PASSAGE GIVEN
○ ○ ○ ○

From a6ab3fe9fb218e5a0ff294d9efb0c4de8f8d8ef5 Mon Sep 17 00:00:00 2001
From: JackCaoG <59073027+JackCaoG@users.noreply.github.com>
Date: Tue, 16 Jul 2024 16:15:04 -0700
Subject: [PATCH] Minor update to the docs (#7691)

---
 docs/ddp.md    | 4 ++--
 docs/fsdp.md   | 2 +-
 docs/fsdpv2.md | 4 ++--
 3 files changed, 5 insertions(+), 5 deletions(-)

diff --git a/docs/ddp.md b/docs/ddp.md
index 09e1c12f9d5..1fe68fa6cd5 100644
--- a/docs/ddp.md
+++ b/docs/ddp.md
@@ -1,8 +1,8 @@
-# How to do `DistributedDataParallel`
+# How to do DistributedDataParallel(DDP)
 
 This document shows how to use torch.nn.parallel.DistributedDataParallel in xla,
 and further describes its difference against the native xla data parallel
-approach.
+approach. You can  find a minimum runnable example [here](https://github.com/pytorch/xla/blob/master/examples/data_parallel/train_resnet_ddp.py).
 
 
 ## Background / Motivation
diff --git a/docs/fsdp.md b/docs/fsdp.md
index f9a49812e12..3c86e99cbc9 100644
--- a/docs/fsdp.md
+++ b/docs/fsdp.md
@@ -61,7 +61,7 @@ The implementation of this class is largely inspired by and mostly follows the s
 ---
 
 ### Example training scripts on MNIST and ImageNet
-
+* Minimum example : [`examples/fsdp/train_resnet_fsdp_auto_wrap.py`](https://github.com/pytorch/xla/blob/master/examples/fsdp/train_resnet_fsdp_auto_wrap.py)
 * MNIST: [`test/test_train_mp_mnist_fsdp_with_ckpt.py`](https://github.com/pytorch/xla/blob/master/test/test_train_mp_mnist_fsdp_with_ckpt.py) (it also tests checkpoint consolidation)

○ ○ ○ ○

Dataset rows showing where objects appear
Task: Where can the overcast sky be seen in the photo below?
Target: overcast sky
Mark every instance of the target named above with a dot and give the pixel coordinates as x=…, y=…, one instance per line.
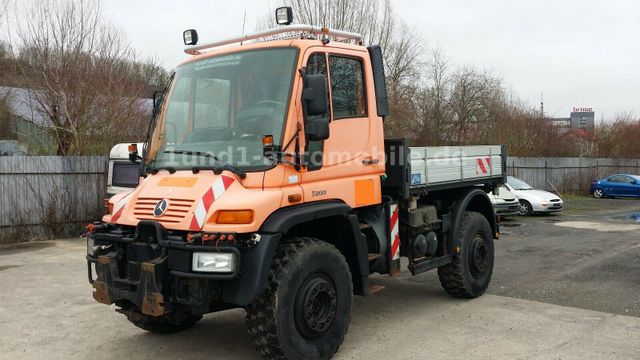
x=577, y=53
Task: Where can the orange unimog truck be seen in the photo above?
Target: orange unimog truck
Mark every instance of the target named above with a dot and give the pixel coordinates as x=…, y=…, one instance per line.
x=268, y=185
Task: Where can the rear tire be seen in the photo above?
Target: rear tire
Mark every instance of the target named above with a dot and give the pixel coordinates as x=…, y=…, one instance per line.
x=305, y=311
x=469, y=274
x=165, y=324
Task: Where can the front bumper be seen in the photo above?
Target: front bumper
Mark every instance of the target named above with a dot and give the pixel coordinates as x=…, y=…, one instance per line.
x=507, y=208
x=551, y=207
x=150, y=269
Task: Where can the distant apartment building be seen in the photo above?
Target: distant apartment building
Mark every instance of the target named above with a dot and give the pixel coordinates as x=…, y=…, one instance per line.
x=580, y=118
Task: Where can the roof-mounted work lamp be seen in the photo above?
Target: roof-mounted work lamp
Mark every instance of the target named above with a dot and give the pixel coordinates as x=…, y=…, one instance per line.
x=190, y=37
x=284, y=15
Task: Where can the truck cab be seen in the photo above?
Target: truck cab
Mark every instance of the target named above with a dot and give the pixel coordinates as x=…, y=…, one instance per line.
x=268, y=185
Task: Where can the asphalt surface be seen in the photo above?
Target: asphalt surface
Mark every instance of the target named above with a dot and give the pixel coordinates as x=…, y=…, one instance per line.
x=565, y=286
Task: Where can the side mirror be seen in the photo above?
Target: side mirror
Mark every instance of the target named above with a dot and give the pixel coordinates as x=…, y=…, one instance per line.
x=314, y=94
x=134, y=156
x=315, y=103
x=157, y=100
x=316, y=129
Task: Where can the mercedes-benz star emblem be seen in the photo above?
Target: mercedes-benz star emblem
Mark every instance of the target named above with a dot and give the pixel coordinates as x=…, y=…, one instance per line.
x=160, y=208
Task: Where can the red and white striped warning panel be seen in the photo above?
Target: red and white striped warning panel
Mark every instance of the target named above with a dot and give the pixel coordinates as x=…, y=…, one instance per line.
x=484, y=165
x=395, y=233
x=118, y=208
x=212, y=194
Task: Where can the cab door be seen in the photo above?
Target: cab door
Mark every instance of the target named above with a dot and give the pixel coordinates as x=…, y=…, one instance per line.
x=349, y=168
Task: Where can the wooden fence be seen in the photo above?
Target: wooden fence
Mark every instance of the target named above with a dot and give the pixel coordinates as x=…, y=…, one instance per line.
x=49, y=196
x=568, y=174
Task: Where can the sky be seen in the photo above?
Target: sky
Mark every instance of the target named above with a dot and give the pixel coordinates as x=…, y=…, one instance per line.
x=572, y=53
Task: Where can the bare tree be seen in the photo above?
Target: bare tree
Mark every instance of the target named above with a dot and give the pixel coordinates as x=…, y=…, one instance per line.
x=81, y=74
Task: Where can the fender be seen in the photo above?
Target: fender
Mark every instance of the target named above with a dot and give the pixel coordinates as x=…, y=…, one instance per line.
x=470, y=200
x=256, y=262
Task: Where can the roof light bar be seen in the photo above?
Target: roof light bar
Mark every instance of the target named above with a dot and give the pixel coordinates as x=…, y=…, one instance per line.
x=316, y=30
x=284, y=15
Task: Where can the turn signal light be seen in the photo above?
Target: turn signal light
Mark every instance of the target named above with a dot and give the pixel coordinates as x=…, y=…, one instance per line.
x=233, y=217
x=107, y=205
x=267, y=140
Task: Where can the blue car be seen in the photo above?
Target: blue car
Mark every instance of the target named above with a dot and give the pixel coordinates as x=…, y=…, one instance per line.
x=616, y=185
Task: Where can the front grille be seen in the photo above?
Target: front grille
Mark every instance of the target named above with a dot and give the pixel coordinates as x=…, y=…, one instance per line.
x=176, y=211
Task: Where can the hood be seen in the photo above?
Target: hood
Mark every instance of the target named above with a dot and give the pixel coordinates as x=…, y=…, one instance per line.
x=504, y=196
x=186, y=201
x=539, y=195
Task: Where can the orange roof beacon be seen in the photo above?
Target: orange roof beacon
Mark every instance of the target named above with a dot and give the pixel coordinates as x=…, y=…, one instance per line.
x=267, y=184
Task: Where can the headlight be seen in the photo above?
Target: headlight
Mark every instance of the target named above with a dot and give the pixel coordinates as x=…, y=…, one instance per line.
x=213, y=262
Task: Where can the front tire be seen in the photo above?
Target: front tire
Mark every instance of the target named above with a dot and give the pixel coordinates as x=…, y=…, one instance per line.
x=469, y=274
x=525, y=208
x=305, y=311
x=598, y=193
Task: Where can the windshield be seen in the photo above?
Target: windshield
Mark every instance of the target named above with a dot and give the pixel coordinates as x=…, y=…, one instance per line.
x=518, y=184
x=219, y=108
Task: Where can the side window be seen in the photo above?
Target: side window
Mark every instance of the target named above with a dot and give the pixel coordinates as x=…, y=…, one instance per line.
x=617, y=179
x=347, y=87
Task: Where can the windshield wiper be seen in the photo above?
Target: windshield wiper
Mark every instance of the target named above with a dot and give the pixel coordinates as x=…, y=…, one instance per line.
x=217, y=169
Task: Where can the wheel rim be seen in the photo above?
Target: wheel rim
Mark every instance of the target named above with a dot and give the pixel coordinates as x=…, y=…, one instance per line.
x=315, y=307
x=478, y=259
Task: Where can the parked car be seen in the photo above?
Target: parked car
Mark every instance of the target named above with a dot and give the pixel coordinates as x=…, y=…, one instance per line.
x=533, y=201
x=505, y=203
x=616, y=185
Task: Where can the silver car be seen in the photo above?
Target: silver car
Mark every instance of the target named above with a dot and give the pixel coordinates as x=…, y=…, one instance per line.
x=533, y=201
x=505, y=203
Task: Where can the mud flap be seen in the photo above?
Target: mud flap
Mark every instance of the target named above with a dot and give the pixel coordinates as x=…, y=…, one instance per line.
x=146, y=294
x=393, y=256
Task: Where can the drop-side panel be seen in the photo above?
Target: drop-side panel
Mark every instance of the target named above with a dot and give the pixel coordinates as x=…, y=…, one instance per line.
x=451, y=164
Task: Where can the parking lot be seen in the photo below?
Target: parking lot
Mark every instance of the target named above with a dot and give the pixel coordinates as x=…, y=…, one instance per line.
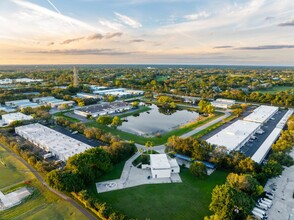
x=252, y=146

○ ○ ○ ○

LIST OF TASKS
a) In the documentation patch above the records, how many insertions and deletions are reported in total?
b) Do these statements agree with the documentation patch? Answer yes or no for each, quoting the deciding words. (i) The patch is dated July 2024. (ii) The minimum FSDP example added by the patch is a file in the test directory. (iii) The MNIST script listed in the FSDP docs also tests checkpoint consolidation.
c) Carry the documentation patch on from its last line.

FINAL RESULTS
a) 5 insertions and 5 deletions.

b)
(i) Yes: "Date: Tue, 16 Jul 2024 16:15:04 -0700"
(ii) No: "Minimum example : [`examples/fsdp/train_resnet_fsdp_auto_wrap.py`]"
(iii) Yes: "(it also tests checkpoint consolidation)"

c)
 * ImageNet: [`test/test_train_mp_imagenet_fsdp.py`](https://github.com/pytorch/xla/blob/master/test/test_train_mp_imagenet_fsdp.py)
 
diff --git a/docs/fsdpv2.md b/docs/fsdpv2.md
index fe9b782a082..6ad04dc1eab 100644
--- a/docs/fsdpv2.md
+++ b/docs/fsdpv2.md
@@ -1,10 +1,10 @@
-# Fully Sharded Data Parallel via SPMD
+# Fully Sharded Data Parallel(FSDP) via SPMD
 
 Fully Sharded Data Parallel via SPMD or FSDPv2 is an utility that re-expresses the famous FSDP algorithm in SPMD. [This](https://github.com/pytorch/xla/blob/master/torch_xla/experimental/spmd_fully_sharded_data_parallel.py) is
 an experimental feature that aiming to offer a familiar interface for users to enjoy all the benefits that SPMD brings into
 the table. The design doc is [here](https://github.com/pytorch/xla/issues/6379).
 
-Please review the [SPMD user guide](./spmd.md) before proceeding.
+Please review the [SPMD user guide](./spmd_basic.md) before proceeding. You can also find a minimum runnable example [here](https://github.com/pytorch/xla/blob/master/examples/fsdp/train_decoder_only_fsdp_v2.py).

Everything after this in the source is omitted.